Requirement 1:
According to the article on the Musina crisis, which border post is Musina located near?

Excerpt below:

Thousands of Immigrants Stuck in Musina With Little Food, Water or Shelter
Abstract
The humanitarian crisis unfolding in Musina, near the Beitbridge border, where thousands of immigrants are stranded without basic necessities, highlights critical failures in South Africa's immigration and refugee management system. This article examines the legal obligations of the South African state under the Immigration Act 13 of 2002 and the Refugees Act 130 of 1998, as well as its constitutional and international human rights commitments. It delves into the recent landmark Constitutional Court judgment in *Scalabrini Centre of Cape Town and Another v Minister of Home Affairs and Others* [2026] ZACC 30, which affirmed the principle of non-refoulement and declared certain procedural barriers to asylum applications unconstitutional. The crisis underscores the urgent need for efficient, humane, and legally compliant administrative processes to safeguard the rights and dignity of all foreign nationals within South Africa's borders.
Introduction
The town of Musina, strategically located near the Beitbridge border post between South Africa and Zimbabwe, has become the epicentre of a burgeoning humanitarian crisis. Thousands of displaced immigrants are reportedly stranded in the area, facing severe shortages of food, water, and shelter. This dire situation, characterised by chaos and a lack of adequate basic services, casts a harsh spotlight on the efficacy and human rights compliance of South Africa's immigration and asylum management policies.

End of Excerpt.
Records shown below:

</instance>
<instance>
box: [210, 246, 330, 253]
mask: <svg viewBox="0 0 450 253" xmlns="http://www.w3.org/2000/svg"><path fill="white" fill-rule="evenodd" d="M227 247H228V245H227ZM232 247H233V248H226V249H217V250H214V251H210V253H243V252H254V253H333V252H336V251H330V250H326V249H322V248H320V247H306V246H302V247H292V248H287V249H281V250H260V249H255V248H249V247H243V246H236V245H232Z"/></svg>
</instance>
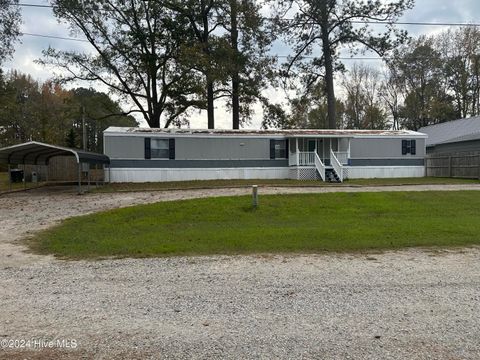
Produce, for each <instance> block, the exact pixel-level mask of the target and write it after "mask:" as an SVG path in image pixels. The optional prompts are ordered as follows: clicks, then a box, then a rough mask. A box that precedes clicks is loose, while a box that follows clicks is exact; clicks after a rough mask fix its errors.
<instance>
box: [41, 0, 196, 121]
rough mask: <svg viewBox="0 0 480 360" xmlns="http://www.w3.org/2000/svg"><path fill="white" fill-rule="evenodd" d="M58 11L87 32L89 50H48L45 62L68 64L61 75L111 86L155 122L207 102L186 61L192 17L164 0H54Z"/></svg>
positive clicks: (195, 78)
mask: <svg viewBox="0 0 480 360" xmlns="http://www.w3.org/2000/svg"><path fill="white" fill-rule="evenodd" d="M52 3H53V6H54V13H55V16H56V17H57V18H58V19H60V20H61V21H64V22H66V23H67V24H69V25H70V27H71V29H72V31H73V32H75V33H80V34H82V35H83V36H84V37H85V38H86V39H87V41H88V42H89V44H90V45H91V46H90V48H89V49H86V50H85V51H60V50H55V49H53V48H49V49H48V50H46V51H44V59H43V60H41V61H40V62H41V63H43V64H51V65H55V66H57V67H59V68H61V69H63V70H64V72H65V73H66V75H64V76H62V80H64V81H71V80H84V81H89V82H97V83H100V84H103V85H105V86H107V87H108V88H109V89H110V90H111V91H112V92H115V93H117V94H118V95H120V96H121V97H122V98H123V99H127V100H130V101H131V102H133V104H134V105H135V108H133V109H132V110H130V111H128V112H126V113H134V112H137V113H140V114H141V115H142V116H143V118H144V119H145V121H146V122H147V123H148V124H149V125H150V127H152V128H158V127H160V124H161V120H162V119H164V126H165V127H168V126H170V125H171V124H173V123H178V122H180V121H181V120H182V115H184V114H185V113H186V112H187V111H188V109H190V108H192V107H197V108H204V107H205V104H204V102H203V100H202V99H201V98H200V97H199V96H198V94H199V93H201V89H202V81H201V79H200V78H199V77H198V76H197V75H198V73H197V72H195V71H194V70H193V69H192V68H190V67H188V66H185V62H183V61H182V56H184V51H185V49H186V48H188V46H189V42H190V39H191V36H192V35H191V33H190V32H189V27H188V23H186V22H185V21H183V20H182V18H180V17H178V16H177V15H176V14H175V13H174V12H173V11H171V10H169V9H168V8H166V7H165V6H164V4H163V2H162V1H158V0H144V1H121V0H55V1H53V2H52Z"/></svg>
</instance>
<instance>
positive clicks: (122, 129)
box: [104, 126, 427, 138]
mask: <svg viewBox="0 0 480 360" xmlns="http://www.w3.org/2000/svg"><path fill="white" fill-rule="evenodd" d="M104 133H105V134H132V135H147V134H152V135H153V134H155V135H157V134H158V135H165V136H176V135H180V136H248V137H250V136H258V137H262V136H292V137H294V136H301V137H310V136H311V137H318V136H322V137H397V136H398V137H422V138H426V137H427V135H425V134H422V133H419V132H415V131H410V130H328V129H291V130H247V129H241V130H231V129H175V128H171V129H164V128H159V129H150V128H139V127H137V128H129V127H115V126H111V127H109V128H108V129H106V130H105V131H104Z"/></svg>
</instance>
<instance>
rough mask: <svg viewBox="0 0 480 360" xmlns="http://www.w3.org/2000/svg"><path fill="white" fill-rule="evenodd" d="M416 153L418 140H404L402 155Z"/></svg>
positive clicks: (412, 154)
mask: <svg viewBox="0 0 480 360" xmlns="http://www.w3.org/2000/svg"><path fill="white" fill-rule="evenodd" d="M407 154H411V155H416V154H417V141H416V140H402V155H407Z"/></svg>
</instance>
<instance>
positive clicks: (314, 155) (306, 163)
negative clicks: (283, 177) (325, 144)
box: [298, 151, 315, 166]
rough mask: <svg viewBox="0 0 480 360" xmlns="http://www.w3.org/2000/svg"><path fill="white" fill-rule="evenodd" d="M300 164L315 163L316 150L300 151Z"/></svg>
mask: <svg viewBox="0 0 480 360" xmlns="http://www.w3.org/2000/svg"><path fill="white" fill-rule="evenodd" d="M298 155H299V156H298V165H299V166H309V165H314V164H315V152H306V151H303V152H302V151H299V152H298Z"/></svg>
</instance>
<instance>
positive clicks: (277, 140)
mask: <svg viewBox="0 0 480 360" xmlns="http://www.w3.org/2000/svg"><path fill="white" fill-rule="evenodd" d="M285 147H286V146H285V140H275V159H286V158H287V152H286V149H285Z"/></svg>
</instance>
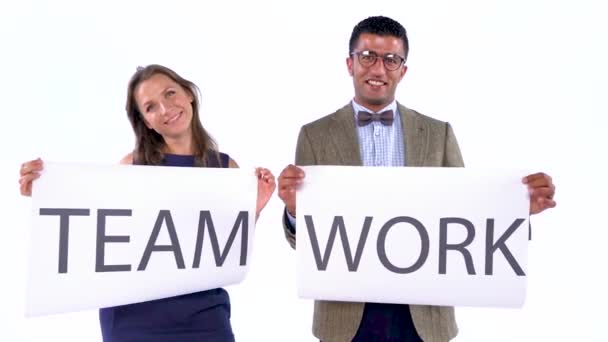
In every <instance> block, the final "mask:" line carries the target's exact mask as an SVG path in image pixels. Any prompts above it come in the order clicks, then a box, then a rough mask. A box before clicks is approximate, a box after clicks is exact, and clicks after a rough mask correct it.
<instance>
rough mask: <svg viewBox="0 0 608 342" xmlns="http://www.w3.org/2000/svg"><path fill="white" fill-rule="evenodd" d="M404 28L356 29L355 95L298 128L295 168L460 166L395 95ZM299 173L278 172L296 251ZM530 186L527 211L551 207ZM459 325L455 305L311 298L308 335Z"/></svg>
mask: <svg viewBox="0 0 608 342" xmlns="http://www.w3.org/2000/svg"><path fill="white" fill-rule="evenodd" d="M408 50H409V46H408V39H407V35H406V31H405V28H403V26H402V25H401V24H399V23H398V22H396V21H394V20H392V19H390V18H386V17H370V18H367V19H365V20H363V21H361V22H360V23H359V24H357V26H355V28H354V30H353V32H352V35H351V38H350V45H349V56H348V57H347V59H346V65H347V68H348V72H349V74H350V75H351V76H352V78H353V85H354V89H355V97H354V99H353V100H352V101H351V102H350V103H349V104H347V105H346V106H345V107H343V108H341V109H339V110H338V111H337V112H335V113H333V114H330V115H328V116H325V117H323V118H321V119H319V120H317V121H314V122H312V123H309V124H307V125H305V126H303V127H302V128H301V130H300V134H299V137H298V143H297V149H296V165H362V166H446V167H462V166H464V164H463V160H462V156H461V153H460V149H459V147H458V143H457V141H456V137H455V135H454V132H453V131H452V128H451V126H450V124H449V123H446V122H441V121H439V120H435V119H433V118H430V117H428V116H425V115H422V114H420V113H417V112H416V111H414V110H411V109H408V108H406V107H405V106H403V105H401V104H400V103H398V102H396V100H395V90H396V88H397V85H398V84H399V82H400V81H401V79H403V76H404V75H405V73H406V71H407V66H406V65H405V61H406V59H407V54H408ZM303 178H304V172H303V171H302V169H300V168H298V167H297V166H294V165H289V166H287V167H286V168H285V169H284V170H283V171H282V172H281V175H280V176H279V197H280V198H281V199H282V200H283V202H284V203H285V212H284V215H283V224H284V228H285V235H286V237H287V240H288V241H289V243H290V244H291V246H292V247H294V248H295V243H296V240H295V229H296V227H295V215H296V206H295V193H296V189H297V187H298V185H299V184H301V183H302V181H303ZM523 182H524V183H527V184H528V187H529V188H530V194H531V198H530V213H531V214H537V213H539V212H541V211H543V210H545V209H547V208H552V207H555V201H554V200H553V195H554V193H555V187H554V186H553V184H552V181H551V178H550V177H549V176H547V175H545V174H543V173H538V174H533V175H530V176H527V177H525V178H524V180H523ZM457 333H458V328H457V326H456V321H455V319H454V308H452V307H439V306H428V305H402V304H380V303H347V302H330V301H316V302H315V306H314V318H313V334H314V335H315V336H316V337H317V338H319V339H320V340H322V341H324V342H334V341H335V342H348V341H357V342H359V341H395V342H396V341H430V342H435V341H437V342H438V341H448V340H450V339H452V338H454V337H455V336H456V334H457Z"/></svg>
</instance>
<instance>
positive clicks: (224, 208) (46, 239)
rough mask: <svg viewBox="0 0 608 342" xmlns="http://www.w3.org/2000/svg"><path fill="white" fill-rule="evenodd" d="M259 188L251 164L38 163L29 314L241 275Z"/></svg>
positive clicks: (245, 270)
mask: <svg viewBox="0 0 608 342" xmlns="http://www.w3.org/2000/svg"><path fill="white" fill-rule="evenodd" d="M256 194H257V181H256V177H255V174H254V172H253V171H252V170H240V169H214V168H189V167H162V166H133V165H69V164H56V163H48V162H47V163H45V165H44V170H43V173H42V175H41V177H40V178H39V179H38V180H36V181H35V183H34V187H33V194H32V204H33V212H32V215H33V218H32V231H31V244H30V246H31V247H30V251H29V259H30V260H29V263H30V266H29V279H28V289H27V308H26V314H27V315H41V314H50V313H60V312H69V311H79V310H85V309H93V308H101V307H109V306H116V305H122V304H129V303H135V302H141V301H148V300H153V299H159V298H166V297H171V296H176V295H181V294H186V293H192V292H196V291H202V290H207V289H212V288H217V287H222V286H226V285H229V284H235V283H238V282H240V281H242V280H243V279H244V277H245V275H246V272H247V269H248V265H247V260H248V259H249V255H250V253H251V250H252V245H251V244H252V241H253V233H254V226H255V205H256V204H255V203H256Z"/></svg>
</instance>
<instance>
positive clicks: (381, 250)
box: [296, 166, 529, 307]
mask: <svg viewBox="0 0 608 342" xmlns="http://www.w3.org/2000/svg"><path fill="white" fill-rule="evenodd" d="M303 169H304V171H305V173H306V177H305V179H304V183H303V184H302V186H301V188H300V189H299V190H298V193H297V221H296V232H297V233H296V234H297V267H298V280H297V285H298V294H299V296H300V297H303V298H314V299H322V300H336V301H355V302H381V303H403V304H431V305H454V306H493V307H521V306H522V305H523V303H524V300H525V294H526V265H527V242H528V232H529V225H528V213H529V197H528V196H529V195H528V191H527V188H526V186H525V185H524V184H522V181H521V179H522V177H523V176H524V175H526V173H525V172H523V171H517V170H502V169H496V170H475V169H468V168H410V167H404V168H391V167H353V166H307V167H304V168H303Z"/></svg>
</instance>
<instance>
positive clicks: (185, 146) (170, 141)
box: [163, 136, 194, 155]
mask: <svg viewBox="0 0 608 342" xmlns="http://www.w3.org/2000/svg"><path fill="white" fill-rule="evenodd" d="M163 152H165V153H171V154H183V155H190V154H194V148H193V146H192V137H190V136H188V137H180V138H165V147H164V149H163Z"/></svg>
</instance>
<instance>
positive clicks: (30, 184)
mask: <svg viewBox="0 0 608 342" xmlns="http://www.w3.org/2000/svg"><path fill="white" fill-rule="evenodd" d="M198 94H199V92H198V88H197V87H196V85H195V84H194V83H192V82H190V81H188V80H186V79H184V78H182V77H180V76H179V75H178V74H177V73H175V72H174V71H172V70H170V69H168V68H166V67H163V66H160V65H149V66H147V67H145V68H139V69H138V70H137V72H136V73H135V74H134V75H133V77H132V78H131V80H130V81H129V86H128V92H127V104H126V110H127V115H128V117H129V121H130V122H131V125H132V127H133V131H134V133H135V138H136V144H135V149H134V150H133V152H131V153H129V154H127V155H126V156H125V157H124V158H123V159H122V160H121V164H139V165H164V166H186V167H193V166H198V167H238V165H237V163H236V162H235V161H234V160H233V159H232V158H230V157H229V156H228V155H227V154H224V153H221V152H219V151H218V150H217V147H216V144H215V142H214V141H213V139H212V138H211V137H210V136H209V134H208V133H207V131H205V129H204V128H203V126H202V125H201V123H200V119H199V113H198V109H199V98H198ZM42 168H43V162H42V160H40V159H37V160H32V161H29V162H26V163H24V164H23V165H22V167H21V170H20V174H21V178H20V179H19V183H20V190H21V194H22V195H25V196H31V193H32V181H33V180H34V179H36V178H38V177H40V171H41V170H42ZM255 172H256V175H257V177H258V197H257V207H256V218H257V217H258V216H259V214H260V211H261V210H262V209H263V208H264V206H265V205H266V203H267V202H268V200H269V199H270V196H271V195H272V193H273V192H274V189H275V187H276V185H275V180H274V177H273V175H272V173H271V172H270V171H269V170H267V169H264V168H257V169H256V171H255ZM99 317H100V323H101V331H102V335H103V339H104V341H151V342H160V341H209V342H229V341H234V335H233V333H232V327H231V325H230V299H229V297H228V293H227V292H226V291H225V290H224V289H212V290H208V291H203V292H198V293H192V294H187V295H182V296H177V297H171V298H165V299H159V300H154V301H150V302H143V303H135V304H129V305H123V306H118V307H111V308H104V309H101V310H100V312H99Z"/></svg>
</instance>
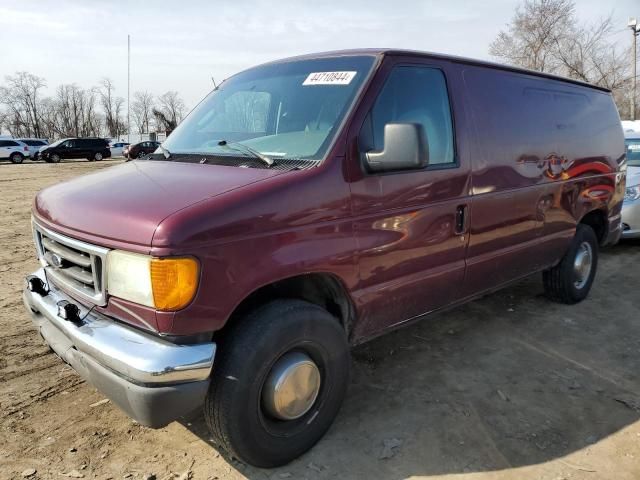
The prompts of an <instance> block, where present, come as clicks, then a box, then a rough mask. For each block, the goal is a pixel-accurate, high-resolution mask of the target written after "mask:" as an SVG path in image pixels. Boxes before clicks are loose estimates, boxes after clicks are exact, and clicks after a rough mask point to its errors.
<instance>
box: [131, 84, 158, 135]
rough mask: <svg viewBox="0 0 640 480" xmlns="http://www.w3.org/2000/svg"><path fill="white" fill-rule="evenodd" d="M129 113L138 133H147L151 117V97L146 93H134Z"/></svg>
mask: <svg viewBox="0 0 640 480" xmlns="http://www.w3.org/2000/svg"><path fill="white" fill-rule="evenodd" d="M131 113H132V114H133V121H134V123H135V124H136V127H137V129H138V133H149V125H150V123H151V118H152V116H153V95H152V94H151V93H149V92H146V91H145V92H136V93H134V94H133V103H132V104H131Z"/></svg>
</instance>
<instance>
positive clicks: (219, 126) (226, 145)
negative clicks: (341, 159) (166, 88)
mask: <svg viewBox="0 0 640 480" xmlns="http://www.w3.org/2000/svg"><path fill="white" fill-rule="evenodd" d="M374 59H375V57H373V56H345V57H335V58H319V59H312V60H298V61H288V62H282V63H274V64H269V65H264V66H261V67H256V68H253V69H251V70H247V71H245V72H242V73H240V74H238V75H235V76H233V77H231V78H230V79H228V80H227V81H225V82H223V84H222V85H220V86H219V87H218V88H217V89H216V90H214V91H213V92H211V93H210V94H209V95H208V96H207V97H206V98H205V99H204V100H203V101H202V102H201V103H200V104H199V105H198V106H197V107H196V108H195V109H194V110H193V111H192V112H191V113H190V114H189V116H188V117H187V118H186V119H185V120H184V121H183V122H182V123H181V124H180V125H179V126H178V128H177V129H176V130H175V131H174V132H173V133H172V134H171V135H170V136H169V138H167V140H166V141H165V142H164V143H163V146H164V147H166V149H167V150H169V151H171V153H172V154H174V153H176V154H180V153H203V154H214V155H235V156H237V155H238V154H239V152H241V151H242V149H238V148H230V147H233V144H234V143H235V144H237V143H240V144H242V145H243V146H245V147H250V148H251V149H252V150H254V151H256V152H259V153H260V154H262V155H263V156H266V157H269V158H272V159H274V160H276V161H277V160H278V159H279V158H281V159H296V160H321V159H322V158H323V157H324V155H325V154H326V152H327V150H328V149H329V147H330V145H331V143H332V141H333V138H335V136H336V134H337V132H338V129H339V127H340V125H341V122H342V120H343V119H344V117H345V115H346V114H347V112H348V111H349V109H350V107H351V105H352V103H353V101H354V99H355V96H356V94H357V92H358V91H359V89H360V87H361V86H362V84H363V82H364V80H365V78H366V77H367V76H368V74H369V72H370V71H371V69H372V66H373V62H374ZM240 154H241V153H240Z"/></svg>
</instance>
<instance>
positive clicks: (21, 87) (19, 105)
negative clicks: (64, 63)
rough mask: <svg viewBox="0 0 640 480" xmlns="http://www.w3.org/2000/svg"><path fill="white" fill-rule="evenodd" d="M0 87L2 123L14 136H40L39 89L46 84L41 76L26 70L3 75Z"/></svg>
mask: <svg viewBox="0 0 640 480" xmlns="http://www.w3.org/2000/svg"><path fill="white" fill-rule="evenodd" d="M5 81H6V86H3V87H0V104H2V105H3V106H4V113H3V117H4V125H5V126H6V127H7V129H8V130H9V132H11V134H12V135H14V136H27V137H31V136H35V137H40V136H42V128H41V122H40V115H39V106H40V100H41V99H40V91H41V90H42V89H43V88H44V87H45V86H46V83H45V81H44V79H43V78H41V77H38V76H36V75H33V74H31V73H28V72H18V73H16V74H15V75H13V76H10V75H9V76H7V77H5Z"/></svg>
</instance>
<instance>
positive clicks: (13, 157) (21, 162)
mask: <svg viewBox="0 0 640 480" xmlns="http://www.w3.org/2000/svg"><path fill="white" fill-rule="evenodd" d="M9 160H11V163H22V162H23V161H24V155H22V154H21V153H17V152H16V153H12V154H11V156H10V157H9Z"/></svg>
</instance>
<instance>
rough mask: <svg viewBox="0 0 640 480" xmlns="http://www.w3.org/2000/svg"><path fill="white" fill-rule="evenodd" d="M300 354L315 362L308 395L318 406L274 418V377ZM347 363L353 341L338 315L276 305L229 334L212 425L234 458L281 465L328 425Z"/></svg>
mask: <svg viewBox="0 0 640 480" xmlns="http://www.w3.org/2000/svg"><path fill="white" fill-rule="evenodd" d="M300 355H306V356H307V358H309V359H311V361H312V362H313V364H314V365H316V366H317V369H318V372H319V378H320V386H319V390H318V391H317V396H315V397H314V396H312V395H311V394H309V395H306V394H305V396H304V398H305V399H308V402H313V403H312V404H311V403H309V404H310V405H311V407H310V408H309V409H308V410H305V411H303V412H299V416H298V417H295V418H293V417H292V419H277V418H275V417H274V416H273V415H272V414H271V413H269V408H268V407H267V405H266V403H265V398H267V397H268V395H267V392H268V391H271V390H269V386H268V385H269V384H270V379H272V378H273V376H274V375H275V373H274V372H277V371H278V366H279V365H281V363H282V362H283V361H285V362H286V361H288V359H290V358H292V357H295V356H300ZM274 366H275V368H274ZM349 366H350V357H349V345H348V343H347V338H346V335H345V332H344V330H343V328H342V326H341V325H340V322H339V321H338V319H336V318H335V317H333V316H332V315H330V314H329V313H328V312H327V311H326V310H324V309H322V308H320V307H318V306H317V305H314V304H311V303H308V302H305V301H301V300H277V301H274V302H271V303H269V304H267V305H264V306H263V307H260V308H258V309H257V310H255V311H254V312H251V313H250V314H248V315H247V316H246V317H244V318H243V319H239V320H238V321H237V322H236V323H235V325H232V326H231V327H230V329H229V331H228V332H227V333H226V334H225V337H224V340H223V341H222V342H221V344H220V350H219V352H218V355H217V356H216V364H215V367H214V369H213V375H212V381H211V388H210V391H209V394H208V395H207V398H206V401H205V406H204V414H205V419H206V422H207V425H208V426H209V429H210V430H211V433H212V434H213V436H214V437H215V439H216V440H217V443H218V444H219V445H220V446H221V447H223V448H224V449H225V450H226V451H227V452H228V453H229V454H230V455H231V456H233V457H236V458H238V459H240V460H242V461H244V462H246V463H249V464H251V465H254V466H257V467H264V468H270V467H276V466H279V465H284V464H286V463H288V462H290V461H291V460H293V459H295V458H296V457H298V456H300V455H302V454H303V453H304V452H306V451H307V450H309V449H310V448H311V447H312V446H313V445H315V443H316V442H317V441H318V440H320V438H321V437H322V436H323V435H324V434H325V432H326V431H327V429H328V428H329V427H330V426H331V423H332V422H333V420H334V418H335V417H336V415H337V414H338V411H339V409H340V406H341V404H342V401H343V399H344V396H345V392H346V389H347V386H348V383H349ZM271 384H273V383H271ZM272 408H273V407H272Z"/></svg>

End of Records shown.

Requirement 2:
Locate each line in the records above that contains the word "negative" and copy those lines out in full.

Task answer 1:
The Beitbridge border post, between South Africa and Zimbabwe.

Task answer 2:
negative clicks: (283, 177) (325, 144)
negative clicks: (341, 159) (166, 88)
negative clicks: (64, 63)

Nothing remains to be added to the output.